▶ Task directions
Turn the lines from the one holding "Pick out the blue" through the end of the listing, inclusive, into a numbered list, leaving out any blank lines.
--- begin Records for the exercise ---
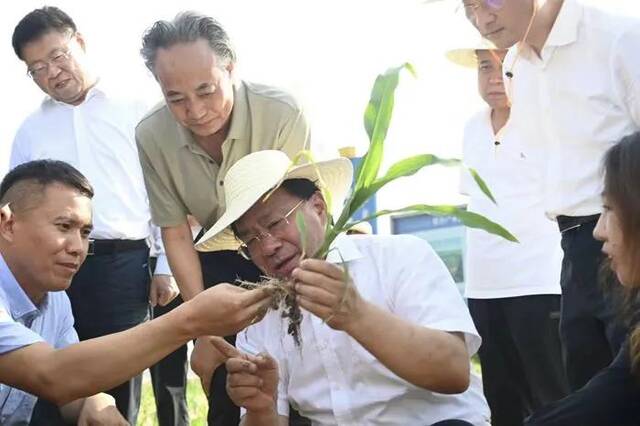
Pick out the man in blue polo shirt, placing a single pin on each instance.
(45, 222)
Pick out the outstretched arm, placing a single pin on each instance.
(252, 383)
(439, 360)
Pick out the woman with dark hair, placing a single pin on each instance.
(613, 396)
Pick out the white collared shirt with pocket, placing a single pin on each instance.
(494, 267)
(577, 100)
(98, 138)
(332, 380)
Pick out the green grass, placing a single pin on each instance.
(196, 400)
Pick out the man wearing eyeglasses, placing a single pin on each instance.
(573, 77)
(80, 123)
(384, 336)
(208, 121)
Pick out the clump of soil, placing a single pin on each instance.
(283, 298)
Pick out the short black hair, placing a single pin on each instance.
(39, 22)
(300, 187)
(43, 173)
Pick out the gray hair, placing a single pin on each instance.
(186, 27)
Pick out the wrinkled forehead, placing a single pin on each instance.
(494, 55)
(267, 206)
(41, 47)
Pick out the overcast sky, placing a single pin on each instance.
(326, 52)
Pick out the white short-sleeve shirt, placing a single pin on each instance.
(495, 267)
(333, 380)
(23, 324)
(576, 101)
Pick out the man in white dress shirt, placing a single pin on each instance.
(573, 78)
(81, 124)
(389, 345)
(510, 286)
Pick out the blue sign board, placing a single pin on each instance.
(368, 208)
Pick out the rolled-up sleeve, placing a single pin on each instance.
(166, 210)
(424, 292)
(14, 335)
--- end Records for the exercise ---
▶ Answer for this exercise
1. Pick out the blue sign board, placing a single pin on each instance.
2. (368, 208)
3. Pick out the rolled-up sleeve, placing a single pin on each instance.
4. (166, 210)
5. (424, 292)
6. (14, 335)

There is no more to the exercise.